Top of Extract

The Story
Why it exists.
The beginning
Chypre Silver arrived as part of Lalique's Les Compositions Parfumées collection, a series inspired by precious metals. The concept gave the perfumer a clear direction: translate the cool, luminous quality associated with silver into a fragrance that could wear the Lalique name with authority. Karine Dubreuil-Sereni was tasked with the composition, and she built on a chypre foundation, using leather not as decoration but as architecture. The structural choice gives Chypre Silver its particular kind of gravity, anchoring the brighter top notes while allowing the cooler elements to breathe. The result is a fragrance that feels both grounded and elevated, the kind of composition that rewards attention without demanding it.
The note structure is worth lingering on. The opening isn't a fruit bowl, it's citrus with intent, led by lemon alongside cardamom and thyme, creating an aromatic sharpness that reads almost metallic. Galbanum and vetiver form the transition, keeping the green elements present without letting them dominate. What makes this distinctive is the leather, not the soft suede of casual wear, but structured leather, the kind with edges. Patchouli and labdanum anchor the base into something smoky and mineral rather than sweet. It's a chypre that earned its metallic name.
The evolution
The opening hits clean and bright, cardamom, lemon, thyme arriving together with a sharp, almost medicinal clarity. The citrus doesn't dominate, it integrates, becoming part of the structure rather than leading it. Galbanum softens the edges without dulling the brightness, while the Haitian vetiver brings an earthy depth that keeps everything grounded. The leather begins to assert itself, not as a smell but as a presence, it changes how the other notes sit together, adding a structural weight that holds the composition in place. The florals arrive quietly, Turkish rose and jasmine sambac over that leather foundation. They're present but subordinate, adding breath without softening the architecture. The drydown is where this fragrance earns its reputation. Patchouli and labdanum create a smoky, mineral warmth that sits close to the skin but refuses to disappear.
Cultural impact
Chypre Silver occupies an interesting space in the modern fragrance landscape: classical enough to satisfy someone who knows their chypres, contemporary enough in execution to avoid feeling dated. The composition draws from a chypre tradition while bringing a cooler, more metallic character that feels distinctly modern. Lalique's approach with this collection, framing metals as a conceptual anchor, gave the perfumer a direction that informs the composition's particular character.

Bottom of Extract
Top of Given information

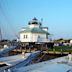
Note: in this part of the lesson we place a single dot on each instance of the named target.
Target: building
(34, 32)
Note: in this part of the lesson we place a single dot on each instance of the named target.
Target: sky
(56, 15)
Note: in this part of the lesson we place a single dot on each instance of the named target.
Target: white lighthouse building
(34, 32)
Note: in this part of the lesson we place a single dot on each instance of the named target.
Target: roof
(61, 64)
(34, 30)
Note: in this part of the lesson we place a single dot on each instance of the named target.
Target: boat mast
(0, 34)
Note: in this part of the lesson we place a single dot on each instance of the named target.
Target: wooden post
(54, 51)
(61, 51)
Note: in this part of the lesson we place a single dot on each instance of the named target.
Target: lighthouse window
(24, 36)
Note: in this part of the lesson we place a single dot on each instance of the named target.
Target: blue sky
(56, 14)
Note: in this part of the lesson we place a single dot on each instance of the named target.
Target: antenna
(0, 34)
(41, 20)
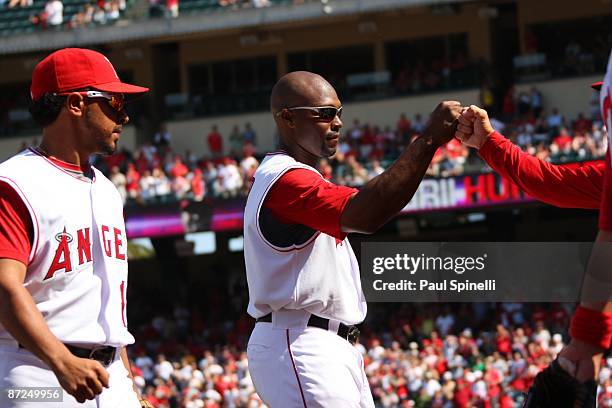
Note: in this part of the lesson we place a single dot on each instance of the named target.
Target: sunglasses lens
(327, 113)
(117, 102)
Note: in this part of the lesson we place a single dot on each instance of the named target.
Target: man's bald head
(300, 88)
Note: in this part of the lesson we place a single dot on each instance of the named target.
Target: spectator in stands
(120, 182)
(236, 142)
(52, 16)
(582, 124)
(215, 142)
(418, 125)
(162, 138)
(172, 8)
(20, 3)
(555, 120)
(132, 182)
(249, 135)
(113, 12)
(404, 127)
(198, 185)
(155, 9)
(535, 102)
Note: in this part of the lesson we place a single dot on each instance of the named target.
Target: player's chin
(329, 152)
(107, 149)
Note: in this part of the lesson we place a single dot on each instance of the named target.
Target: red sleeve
(15, 226)
(302, 196)
(605, 211)
(570, 186)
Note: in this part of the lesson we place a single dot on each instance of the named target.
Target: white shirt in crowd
(55, 12)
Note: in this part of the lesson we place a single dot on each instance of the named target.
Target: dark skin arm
(385, 195)
(82, 378)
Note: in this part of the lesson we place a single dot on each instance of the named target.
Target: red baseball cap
(72, 69)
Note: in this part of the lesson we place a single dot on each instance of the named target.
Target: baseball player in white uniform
(63, 248)
(303, 278)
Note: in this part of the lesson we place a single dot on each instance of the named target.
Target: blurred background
(186, 160)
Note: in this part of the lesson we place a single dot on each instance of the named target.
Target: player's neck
(63, 150)
(299, 153)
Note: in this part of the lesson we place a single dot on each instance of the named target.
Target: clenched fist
(440, 128)
(474, 127)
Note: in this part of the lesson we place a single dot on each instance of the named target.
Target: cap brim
(120, 87)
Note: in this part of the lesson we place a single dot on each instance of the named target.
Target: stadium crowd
(416, 355)
(154, 173)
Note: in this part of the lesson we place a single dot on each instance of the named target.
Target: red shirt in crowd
(215, 142)
(575, 185)
(303, 197)
(563, 140)
(15, 226)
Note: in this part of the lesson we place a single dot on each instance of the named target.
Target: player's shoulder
(280, 162)
(18, 162)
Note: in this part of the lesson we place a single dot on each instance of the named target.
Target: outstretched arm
(385, 195)
(569, 186)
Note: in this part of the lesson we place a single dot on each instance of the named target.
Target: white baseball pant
(307, 368)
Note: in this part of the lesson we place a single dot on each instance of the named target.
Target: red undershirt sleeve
(605, 211)
(302, 196)
(570, 186)
(15, 226)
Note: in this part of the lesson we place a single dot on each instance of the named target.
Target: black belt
(104, 354)
(348, 333)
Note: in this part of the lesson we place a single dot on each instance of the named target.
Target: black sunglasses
(327, 113)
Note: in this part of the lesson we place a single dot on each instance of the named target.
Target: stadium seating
(16, 20)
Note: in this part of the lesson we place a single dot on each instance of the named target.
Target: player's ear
(75, 104)
(287, 117)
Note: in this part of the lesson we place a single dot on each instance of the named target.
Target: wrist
(429, 141)
(57, 360)
(484, 140)
(592, 327)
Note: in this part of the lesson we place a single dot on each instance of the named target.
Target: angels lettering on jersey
(72, 252)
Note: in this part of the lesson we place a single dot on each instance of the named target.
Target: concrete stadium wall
(10, 146)
(191, 134)
(570, 96)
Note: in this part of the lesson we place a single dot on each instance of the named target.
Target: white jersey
(292, 266)
(77, 272)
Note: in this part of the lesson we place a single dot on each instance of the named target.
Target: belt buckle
(105, 358)
(353, 334)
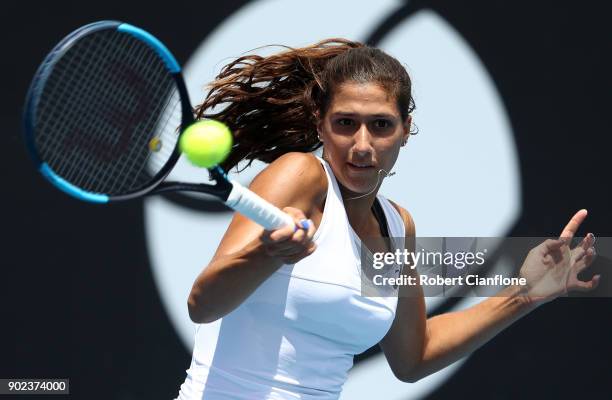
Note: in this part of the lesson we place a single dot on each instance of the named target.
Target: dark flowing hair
(271, 103)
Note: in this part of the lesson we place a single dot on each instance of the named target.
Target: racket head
(104, 113)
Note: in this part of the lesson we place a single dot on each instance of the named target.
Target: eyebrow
(352, 114)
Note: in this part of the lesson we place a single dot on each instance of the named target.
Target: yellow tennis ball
(206, 143)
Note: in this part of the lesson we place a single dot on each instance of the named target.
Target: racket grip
(255, 208)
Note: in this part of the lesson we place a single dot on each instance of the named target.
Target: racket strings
(108, 96)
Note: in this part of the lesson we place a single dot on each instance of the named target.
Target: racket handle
(254, 207)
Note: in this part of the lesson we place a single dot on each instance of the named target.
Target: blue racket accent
(151, 40)
(70, 188)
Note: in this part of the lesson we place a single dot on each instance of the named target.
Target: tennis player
(290, 299)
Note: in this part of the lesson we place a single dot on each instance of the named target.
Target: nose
(363, 145)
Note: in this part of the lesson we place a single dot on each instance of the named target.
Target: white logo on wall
(458, 177)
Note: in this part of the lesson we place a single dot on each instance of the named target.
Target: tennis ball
(206, 143)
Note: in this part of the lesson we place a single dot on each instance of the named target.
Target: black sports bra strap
(380, 217)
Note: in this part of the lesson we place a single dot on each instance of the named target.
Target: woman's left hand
(551, 269)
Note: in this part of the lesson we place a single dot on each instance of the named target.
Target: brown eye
(382, 124)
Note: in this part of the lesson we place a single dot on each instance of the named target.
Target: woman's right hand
(290, 244)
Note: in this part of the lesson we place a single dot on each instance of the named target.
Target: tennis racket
(104, 115)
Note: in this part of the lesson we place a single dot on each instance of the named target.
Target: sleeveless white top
(296, 335)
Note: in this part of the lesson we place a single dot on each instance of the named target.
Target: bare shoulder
(408, 221)
(294, 179)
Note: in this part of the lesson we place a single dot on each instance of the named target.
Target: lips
(360, 167)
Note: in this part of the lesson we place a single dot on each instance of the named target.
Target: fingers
(572, 226)
(585, 259)
(291, 243)
(551, 245)
(582, 286)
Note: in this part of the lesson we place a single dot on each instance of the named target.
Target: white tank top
(296, 335)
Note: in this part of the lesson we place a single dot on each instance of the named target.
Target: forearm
(451, 336)
(227, 281)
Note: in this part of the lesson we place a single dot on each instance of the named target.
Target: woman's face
(362, 132)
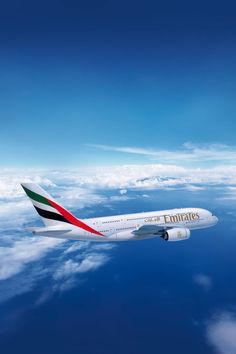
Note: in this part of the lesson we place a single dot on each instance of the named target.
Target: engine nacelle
(176, 234)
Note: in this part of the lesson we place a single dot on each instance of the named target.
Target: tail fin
(44, 204)
(52, 213)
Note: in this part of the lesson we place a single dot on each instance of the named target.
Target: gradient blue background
(146, 74)
(153, 73)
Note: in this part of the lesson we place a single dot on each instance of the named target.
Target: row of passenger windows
(110, 221)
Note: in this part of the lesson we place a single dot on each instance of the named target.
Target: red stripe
(72, 219)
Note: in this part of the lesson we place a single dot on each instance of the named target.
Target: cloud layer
(221, 333)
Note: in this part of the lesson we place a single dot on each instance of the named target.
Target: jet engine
(176, 234)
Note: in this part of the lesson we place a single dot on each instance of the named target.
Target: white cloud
(203, 281)
(187, 153)
(221, 333)
(14, 258)
(91, 261)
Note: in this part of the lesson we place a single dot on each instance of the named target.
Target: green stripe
(35, 196)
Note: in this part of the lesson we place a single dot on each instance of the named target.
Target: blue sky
(153, 75)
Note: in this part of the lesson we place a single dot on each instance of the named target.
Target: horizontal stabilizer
(47, 232)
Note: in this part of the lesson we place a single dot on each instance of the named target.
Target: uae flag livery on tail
(50, 211)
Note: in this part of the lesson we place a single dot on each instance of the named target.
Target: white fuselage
(121, 227)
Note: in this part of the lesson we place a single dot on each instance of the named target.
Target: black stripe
(50, 215)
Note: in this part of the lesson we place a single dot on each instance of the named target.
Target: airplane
(170, 225)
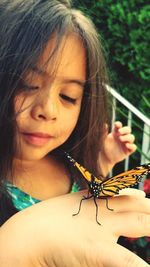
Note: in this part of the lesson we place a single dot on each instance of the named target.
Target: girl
(53, 99)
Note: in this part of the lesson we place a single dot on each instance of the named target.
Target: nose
(45, 107)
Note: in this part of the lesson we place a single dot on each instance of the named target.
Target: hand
(46, 234)
(118, 145)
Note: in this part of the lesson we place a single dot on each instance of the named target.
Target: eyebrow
(43, 72)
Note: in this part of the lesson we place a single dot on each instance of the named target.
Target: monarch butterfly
(107, 188)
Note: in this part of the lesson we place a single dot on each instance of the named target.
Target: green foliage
(124, 29)
(125, 34)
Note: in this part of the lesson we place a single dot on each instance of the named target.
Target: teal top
(22, 200)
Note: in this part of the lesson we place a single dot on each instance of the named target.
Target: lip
(37, 138)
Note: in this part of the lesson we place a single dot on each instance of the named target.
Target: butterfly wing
(126, 179)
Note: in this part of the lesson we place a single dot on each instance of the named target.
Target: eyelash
(64, 97)
(68, 99)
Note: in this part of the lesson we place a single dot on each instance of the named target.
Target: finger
(116, 256)
(131, 147)
(125, 130)
(131, 224)
(130, 138)
(117, 125)
(132, 192)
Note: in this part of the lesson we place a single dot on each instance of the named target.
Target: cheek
(69, 121)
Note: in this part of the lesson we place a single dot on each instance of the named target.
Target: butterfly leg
(107, 204)
(96, 211)
(83, 198)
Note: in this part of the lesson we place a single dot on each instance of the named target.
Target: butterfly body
(102, 188)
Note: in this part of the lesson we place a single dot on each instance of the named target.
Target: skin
(118, 145)
(58, 239)
(45, 110)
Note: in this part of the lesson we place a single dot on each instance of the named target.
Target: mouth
(36, 139)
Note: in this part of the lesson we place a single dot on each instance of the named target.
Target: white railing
(145, 131)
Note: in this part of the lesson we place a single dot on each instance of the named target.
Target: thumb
(114, 255)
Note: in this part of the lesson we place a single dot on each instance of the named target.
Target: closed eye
(23, 85)
(68, 98)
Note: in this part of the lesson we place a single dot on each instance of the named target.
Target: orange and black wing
(126, 179)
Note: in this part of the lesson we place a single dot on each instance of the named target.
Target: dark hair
(26, 27)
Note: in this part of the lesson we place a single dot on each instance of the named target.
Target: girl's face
(48, 113)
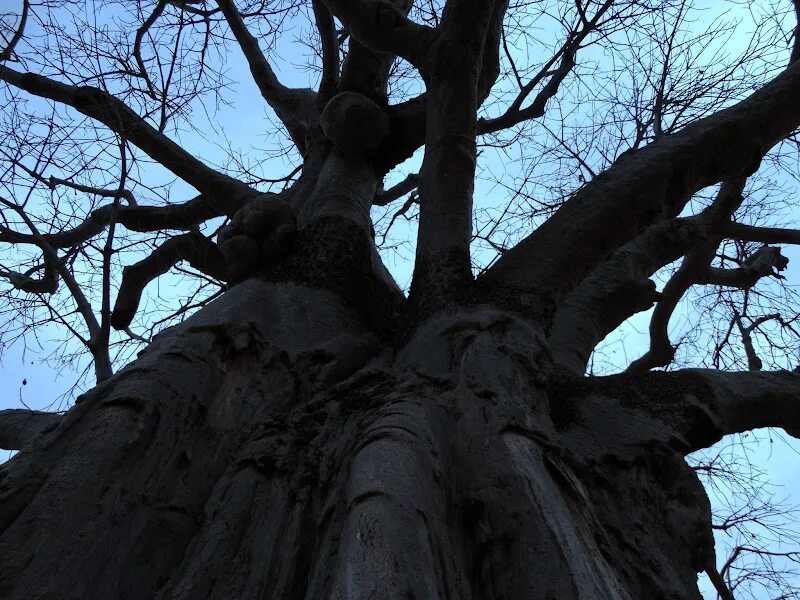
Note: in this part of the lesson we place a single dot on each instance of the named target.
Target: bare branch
(193, 247)
(137, 44)
(381, 26)
(112, 112)
(19, 427)
(8, 51)
(448, 168)
(409, 184)
(766, 235)
(330, 51)
(655, 181)
(555, 77)
(136, 218)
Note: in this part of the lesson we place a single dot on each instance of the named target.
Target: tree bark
(276, 446)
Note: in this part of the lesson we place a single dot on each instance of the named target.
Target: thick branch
(766, 235)
(738, 402)
(366, 70)
(8, 51)
(642, 186)
(135, 218)
(18, 427)
(193, 247)
(618, 288)
(47, 284)
(118, 117)
(330, 51)
(292, 106)
(565, 58)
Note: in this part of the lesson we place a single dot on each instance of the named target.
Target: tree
(315, 431)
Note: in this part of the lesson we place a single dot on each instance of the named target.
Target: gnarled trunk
(275, 446)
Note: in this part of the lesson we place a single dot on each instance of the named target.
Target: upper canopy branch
(292, 105)
(193, 247)
(18, 427)
(135, 218)
(693, 408)
(117, 116)
(739, 402)
(644, 185)
(693, 269)
(565, 58)
(382, 26)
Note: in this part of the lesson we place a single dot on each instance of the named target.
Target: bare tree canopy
(372, 358)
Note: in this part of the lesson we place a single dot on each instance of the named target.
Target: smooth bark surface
(272, 446)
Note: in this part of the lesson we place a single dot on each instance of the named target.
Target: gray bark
(276, 446)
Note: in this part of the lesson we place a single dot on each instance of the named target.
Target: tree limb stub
(117, 116)
(135, 218)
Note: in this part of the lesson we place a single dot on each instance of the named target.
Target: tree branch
(409, 184)
(19, 427)
(292, 106)
(135, 218)
(766, 235)
(443, 267)
(8, 51)
(330, 51)
(693, 269)
(117, 116)
(193, 247)
(515, 113)
(641, 186)
(383, 27)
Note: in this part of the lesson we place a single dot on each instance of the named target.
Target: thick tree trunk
(274, 446)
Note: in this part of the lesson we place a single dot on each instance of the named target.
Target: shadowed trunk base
(273, 447)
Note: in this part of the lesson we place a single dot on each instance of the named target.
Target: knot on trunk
(354, 123)
(259, 235)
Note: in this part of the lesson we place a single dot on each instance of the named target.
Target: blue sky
(244, 124)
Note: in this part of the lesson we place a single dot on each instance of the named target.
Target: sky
(30, 376)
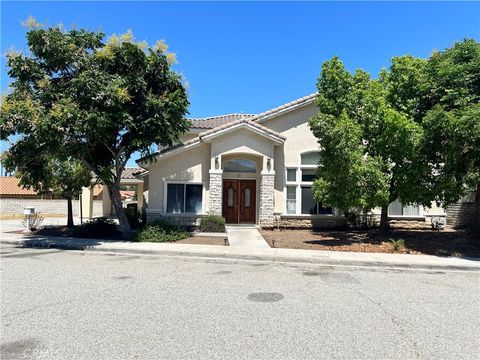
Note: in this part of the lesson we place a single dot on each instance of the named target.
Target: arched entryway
(240, 179)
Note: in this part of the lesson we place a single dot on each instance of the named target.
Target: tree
(452, 125)
(100, 102)
(420, 121)
(367, 148)
(47, 174)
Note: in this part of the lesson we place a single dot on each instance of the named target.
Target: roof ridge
(285, 106)
(219, 116)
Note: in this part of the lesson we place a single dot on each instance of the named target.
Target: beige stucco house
(249, 168)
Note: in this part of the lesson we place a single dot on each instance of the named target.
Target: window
(396, 208)
(247, 198)
(184, 198)
(308, 175)
(310, 205)
(291, 199)
(230, 195)
(310, 158)
(240, 165)
(299, 196)
(291, 175)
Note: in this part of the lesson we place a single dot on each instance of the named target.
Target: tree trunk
(69, 213)
(115, 197)
(384, 225)
(476, 217)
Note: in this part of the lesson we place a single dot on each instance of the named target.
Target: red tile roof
(214, 121)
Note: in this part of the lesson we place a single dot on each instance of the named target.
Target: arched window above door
(240, 165)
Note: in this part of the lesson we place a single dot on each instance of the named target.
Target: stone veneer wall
(14, 206)
(267, 200)
(215, 201)
(460, 214)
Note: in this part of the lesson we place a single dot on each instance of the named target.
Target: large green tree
(452, 124)
(368, 148)
(99, 101)
(419, 124)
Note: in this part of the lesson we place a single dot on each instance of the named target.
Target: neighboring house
(250, 169)
(131, 176)
(14, 198)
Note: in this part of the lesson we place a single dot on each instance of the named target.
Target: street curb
(321, 261)
(285, 259)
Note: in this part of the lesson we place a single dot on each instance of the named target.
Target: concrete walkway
(314, 257)
(246, 236)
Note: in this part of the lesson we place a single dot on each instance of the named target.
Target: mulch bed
(443, 243)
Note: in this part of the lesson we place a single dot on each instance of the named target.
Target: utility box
(28, 210)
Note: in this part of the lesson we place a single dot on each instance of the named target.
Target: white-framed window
(396, 208)
(184, 198)
(298, 189)
(240, 165)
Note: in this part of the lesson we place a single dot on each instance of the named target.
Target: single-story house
(14, 198)
(130, 177)
(249, 168)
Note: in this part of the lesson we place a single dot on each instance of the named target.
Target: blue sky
(252, 56)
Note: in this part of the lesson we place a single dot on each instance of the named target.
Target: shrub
(398, 245)
(99, 227)
(33, 221)
(212, 223)
(133, 217)
(161, 231)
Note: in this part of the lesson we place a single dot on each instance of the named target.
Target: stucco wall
(294, 126)
(242, 141)
(190, 166)
(12, 206)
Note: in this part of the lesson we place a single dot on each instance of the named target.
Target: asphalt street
(82, 305)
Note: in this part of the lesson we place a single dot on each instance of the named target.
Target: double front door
(239, 201)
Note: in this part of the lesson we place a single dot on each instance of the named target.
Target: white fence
(12, 206)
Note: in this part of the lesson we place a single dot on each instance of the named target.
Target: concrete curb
(313, 257)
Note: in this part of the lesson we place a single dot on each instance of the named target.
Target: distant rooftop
(214, 121)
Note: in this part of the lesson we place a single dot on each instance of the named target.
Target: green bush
(133, 217)
(97, 228)
(212, 223)
(398, 245)
(161, 231)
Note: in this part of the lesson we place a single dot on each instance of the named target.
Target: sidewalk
(317, 257)
(245, 236)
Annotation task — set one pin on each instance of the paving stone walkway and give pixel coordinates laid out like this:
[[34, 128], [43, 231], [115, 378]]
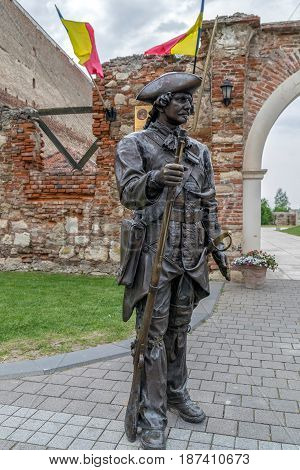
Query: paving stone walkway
[[243, 369]]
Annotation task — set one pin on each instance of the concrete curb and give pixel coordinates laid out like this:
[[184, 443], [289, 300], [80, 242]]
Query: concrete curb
[[52, 364]]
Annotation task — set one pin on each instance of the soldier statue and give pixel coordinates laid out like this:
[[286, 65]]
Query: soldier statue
[[145, 170]]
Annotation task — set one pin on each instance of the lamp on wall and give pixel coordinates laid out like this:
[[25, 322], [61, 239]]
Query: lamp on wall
[[226, 88]]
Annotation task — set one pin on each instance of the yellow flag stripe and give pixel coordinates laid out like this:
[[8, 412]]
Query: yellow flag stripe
[[187, 45], [80, 39]]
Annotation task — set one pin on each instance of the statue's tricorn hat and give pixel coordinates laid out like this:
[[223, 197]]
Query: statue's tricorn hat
[[175, 82]]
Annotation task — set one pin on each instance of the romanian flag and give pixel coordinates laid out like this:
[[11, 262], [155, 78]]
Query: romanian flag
[[83, 41], [185, 44]]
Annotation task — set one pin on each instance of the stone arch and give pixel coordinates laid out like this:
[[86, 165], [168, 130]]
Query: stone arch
[[253, 174]]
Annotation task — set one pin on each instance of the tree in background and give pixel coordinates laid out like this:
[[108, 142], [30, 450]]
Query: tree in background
[[281, 201], [266, 213]]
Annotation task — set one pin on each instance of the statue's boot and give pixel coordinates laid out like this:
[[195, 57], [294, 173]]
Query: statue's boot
[[178, 397], [153, 439], [188, 411], [153, 405]]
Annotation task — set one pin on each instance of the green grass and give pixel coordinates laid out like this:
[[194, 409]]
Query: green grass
[[43, 314], [293, 230]]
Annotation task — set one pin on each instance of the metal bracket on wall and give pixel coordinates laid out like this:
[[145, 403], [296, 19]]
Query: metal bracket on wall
[[60, 147]]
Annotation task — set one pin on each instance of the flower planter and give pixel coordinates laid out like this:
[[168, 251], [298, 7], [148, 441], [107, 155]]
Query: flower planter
[[254, 276]]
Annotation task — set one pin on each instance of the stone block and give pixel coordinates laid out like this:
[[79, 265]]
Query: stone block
[[2, 140], [22, 239], [66, 252], [3, 224], [19, 225], [120, 99], [124, 129], [7, 240], [111, 84], [81, 240], [114, 252], [122, 76], [71, 225], [99, 253]]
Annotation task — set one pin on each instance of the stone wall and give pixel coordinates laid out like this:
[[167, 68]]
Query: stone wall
[[52, 222], [36, 72], [70, 221]]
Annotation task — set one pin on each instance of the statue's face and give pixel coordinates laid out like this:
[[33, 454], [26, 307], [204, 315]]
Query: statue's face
[[178, 110]]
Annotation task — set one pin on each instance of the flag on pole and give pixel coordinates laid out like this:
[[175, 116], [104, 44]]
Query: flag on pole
[[82, 38], [185, 44]]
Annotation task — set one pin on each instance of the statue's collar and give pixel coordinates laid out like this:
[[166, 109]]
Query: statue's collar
[[169, 136]]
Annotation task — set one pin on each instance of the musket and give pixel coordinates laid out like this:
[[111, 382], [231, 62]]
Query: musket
[[140, 346]]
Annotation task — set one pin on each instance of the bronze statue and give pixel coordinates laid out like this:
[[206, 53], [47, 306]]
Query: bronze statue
[[148, 180]]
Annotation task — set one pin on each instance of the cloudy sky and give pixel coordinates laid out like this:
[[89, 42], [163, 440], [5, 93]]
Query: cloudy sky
[[125, 27]]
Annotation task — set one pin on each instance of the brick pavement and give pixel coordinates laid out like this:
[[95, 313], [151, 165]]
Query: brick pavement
[[243, 369]]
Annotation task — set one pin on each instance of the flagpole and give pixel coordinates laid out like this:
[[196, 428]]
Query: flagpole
[[197, 110], [97, 88], [198, 36]]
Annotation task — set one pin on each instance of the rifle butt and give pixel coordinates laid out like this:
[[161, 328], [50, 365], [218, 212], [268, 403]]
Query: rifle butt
[[133, 407]]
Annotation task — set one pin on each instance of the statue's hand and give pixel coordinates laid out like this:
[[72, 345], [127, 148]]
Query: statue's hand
[[222, 262], [170, 175]]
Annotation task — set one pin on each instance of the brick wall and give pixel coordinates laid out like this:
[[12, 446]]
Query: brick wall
[[70, 221]]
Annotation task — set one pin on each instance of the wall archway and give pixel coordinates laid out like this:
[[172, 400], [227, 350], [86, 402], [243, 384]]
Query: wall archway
[[253, 174]]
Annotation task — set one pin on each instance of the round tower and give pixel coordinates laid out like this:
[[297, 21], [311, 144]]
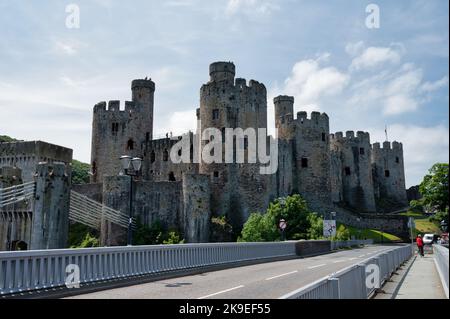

Bottom of Given information

Exercise requirements
Please return the passage of the Chypre Silver story from "The note structure" up to and including "its metallic name.", word for word.

Response
The note structure is worth lingering on. The opening isn't a fruit bowl, it's citrus with intent, led by lemon alongside cardamom and thyme, creating an aromatic sharpness that reads almost metallic. Galbanum and vetiver form the transition, keeping the green elements present without letting them dominate. What makes this distinctive is the leather, not the soft suede of casual wear, but structured leather, the kind with edges. Patchouli and labdanum anchor the base into something smoky and mineral rather than sweet. It's a chypre that earned its metallic name.